- [Excerpted text]:
Begin

Barristers are usually self-employed. Solicitors are usually employed by a firm or a partner in a firm. Barristers aren’t allowed to form partnerships or companies (although there are some recent changes in the rules about this it will still be quite complicated and therefore unusual for barristers to form partnerships or companies). Instead barristers trade as sole traders, but group together for economy and marketing under one roof which is called a “chambers”.

 

Because barristers within one chambers are all independent from one another they can act on different sides in the same dispute, but solicitors in the same firm can’t because they aren’t independent and would have a conflict of interests.

 

So, barristers are by training specialist advocates, and in addition they often specialise in a particular area of law. Solicitors do also specialise, and some do their own advocacy, but most solicitors are litigators and legal advisors first. Solicitors are allowed to conduct litigation but barristers are usually not permitted to conduct litigation. In broad terms “conducting litigation” means : meeting the client, working out what the case is, sorting out the paperwork, communicating and negotiating with the other parties or their solicitors, advising a client, drawing up a settlement, and where necessary instructing a barrister to advise about the law or how the case should be handeld, or to go to court and represent the client on their behalf.

End

- [Written instruction]: Reproduce word for word everything in the passage on barristers and solicitors from "So, barristers are" down to "on their behalf.". The listing that comes next is separate material and has nothing to do with the passage on barristers and solicitors.

- [Supplied records]:
Begin

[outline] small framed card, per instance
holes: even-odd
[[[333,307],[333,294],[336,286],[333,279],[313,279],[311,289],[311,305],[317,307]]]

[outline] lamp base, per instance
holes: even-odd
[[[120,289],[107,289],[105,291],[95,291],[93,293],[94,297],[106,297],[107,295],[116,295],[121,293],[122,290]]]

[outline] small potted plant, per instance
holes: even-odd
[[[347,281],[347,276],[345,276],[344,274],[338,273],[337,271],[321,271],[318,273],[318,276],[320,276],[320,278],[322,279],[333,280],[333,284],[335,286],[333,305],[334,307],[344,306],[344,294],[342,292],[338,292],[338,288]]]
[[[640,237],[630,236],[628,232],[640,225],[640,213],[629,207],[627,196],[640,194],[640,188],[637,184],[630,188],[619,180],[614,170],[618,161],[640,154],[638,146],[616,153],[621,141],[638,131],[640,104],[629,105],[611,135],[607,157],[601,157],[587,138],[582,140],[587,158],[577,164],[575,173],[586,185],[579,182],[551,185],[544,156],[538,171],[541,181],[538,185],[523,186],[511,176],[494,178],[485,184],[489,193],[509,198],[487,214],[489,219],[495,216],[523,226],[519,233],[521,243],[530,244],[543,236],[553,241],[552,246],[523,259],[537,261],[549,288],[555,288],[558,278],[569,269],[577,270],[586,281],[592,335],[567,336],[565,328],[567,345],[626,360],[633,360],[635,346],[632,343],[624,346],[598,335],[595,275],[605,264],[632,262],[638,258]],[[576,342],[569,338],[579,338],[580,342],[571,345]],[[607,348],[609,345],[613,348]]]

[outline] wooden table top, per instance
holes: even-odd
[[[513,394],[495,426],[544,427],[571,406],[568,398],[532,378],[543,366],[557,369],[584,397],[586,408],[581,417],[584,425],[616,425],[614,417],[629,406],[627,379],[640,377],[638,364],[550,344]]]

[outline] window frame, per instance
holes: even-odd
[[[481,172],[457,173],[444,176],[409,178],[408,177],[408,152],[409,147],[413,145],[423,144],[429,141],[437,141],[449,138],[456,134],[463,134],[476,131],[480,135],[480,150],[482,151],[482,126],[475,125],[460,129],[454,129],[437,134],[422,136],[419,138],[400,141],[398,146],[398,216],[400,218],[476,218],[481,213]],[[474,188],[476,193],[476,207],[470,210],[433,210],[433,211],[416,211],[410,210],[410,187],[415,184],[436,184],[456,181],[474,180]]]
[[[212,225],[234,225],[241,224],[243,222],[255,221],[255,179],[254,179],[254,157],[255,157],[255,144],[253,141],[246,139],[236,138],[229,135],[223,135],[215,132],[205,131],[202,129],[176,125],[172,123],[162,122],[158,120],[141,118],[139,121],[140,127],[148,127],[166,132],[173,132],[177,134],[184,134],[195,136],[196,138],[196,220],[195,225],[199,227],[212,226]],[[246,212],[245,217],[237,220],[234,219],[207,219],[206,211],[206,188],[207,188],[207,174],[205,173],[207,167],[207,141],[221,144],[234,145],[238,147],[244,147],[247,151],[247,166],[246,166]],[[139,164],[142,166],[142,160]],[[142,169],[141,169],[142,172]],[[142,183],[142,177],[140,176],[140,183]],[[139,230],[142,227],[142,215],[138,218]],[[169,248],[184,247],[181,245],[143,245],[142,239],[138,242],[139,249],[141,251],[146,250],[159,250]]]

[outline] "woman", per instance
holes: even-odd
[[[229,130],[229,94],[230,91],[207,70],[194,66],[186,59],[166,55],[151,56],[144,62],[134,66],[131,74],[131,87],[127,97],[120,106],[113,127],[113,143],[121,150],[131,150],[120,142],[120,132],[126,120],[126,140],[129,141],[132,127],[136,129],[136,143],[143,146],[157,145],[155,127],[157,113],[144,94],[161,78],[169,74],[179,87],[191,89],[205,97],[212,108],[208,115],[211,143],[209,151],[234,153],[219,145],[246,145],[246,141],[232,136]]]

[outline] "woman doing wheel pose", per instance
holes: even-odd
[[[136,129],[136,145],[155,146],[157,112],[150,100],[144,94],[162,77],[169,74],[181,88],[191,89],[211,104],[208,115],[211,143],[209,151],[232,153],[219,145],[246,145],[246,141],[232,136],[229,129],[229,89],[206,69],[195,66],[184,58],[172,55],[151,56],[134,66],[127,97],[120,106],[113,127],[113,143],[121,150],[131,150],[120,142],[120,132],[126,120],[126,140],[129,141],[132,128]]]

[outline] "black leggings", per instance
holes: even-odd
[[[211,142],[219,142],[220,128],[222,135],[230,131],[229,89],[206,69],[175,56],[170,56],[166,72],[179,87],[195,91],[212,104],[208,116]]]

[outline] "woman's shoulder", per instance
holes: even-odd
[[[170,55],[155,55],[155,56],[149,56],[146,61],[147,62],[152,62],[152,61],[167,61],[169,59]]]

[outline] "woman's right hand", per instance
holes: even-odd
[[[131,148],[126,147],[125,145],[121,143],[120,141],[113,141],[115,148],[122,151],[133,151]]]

End

- [Task answer]:
So, barristers are by training specialist advocates, and in addition they often specialise in a particular area of law. Solicitors do also specialise, and some do their own advocacy, but most solicitors are litigators and legal advisors first. Solicitors are allowed to conduct litigation but barristers are usually not permitted to conduct litigation. In broad terms “conducting litigation” means : meeting the client, working out what the case is, sorting out the paperwork, communicating and negotiating with the other parties or their solicitors, advising a client, drawing up a settlement, and where necessary instructing a barrister to advise about the law or how the case should be handeld, or to go to court and represent the client on their behalf.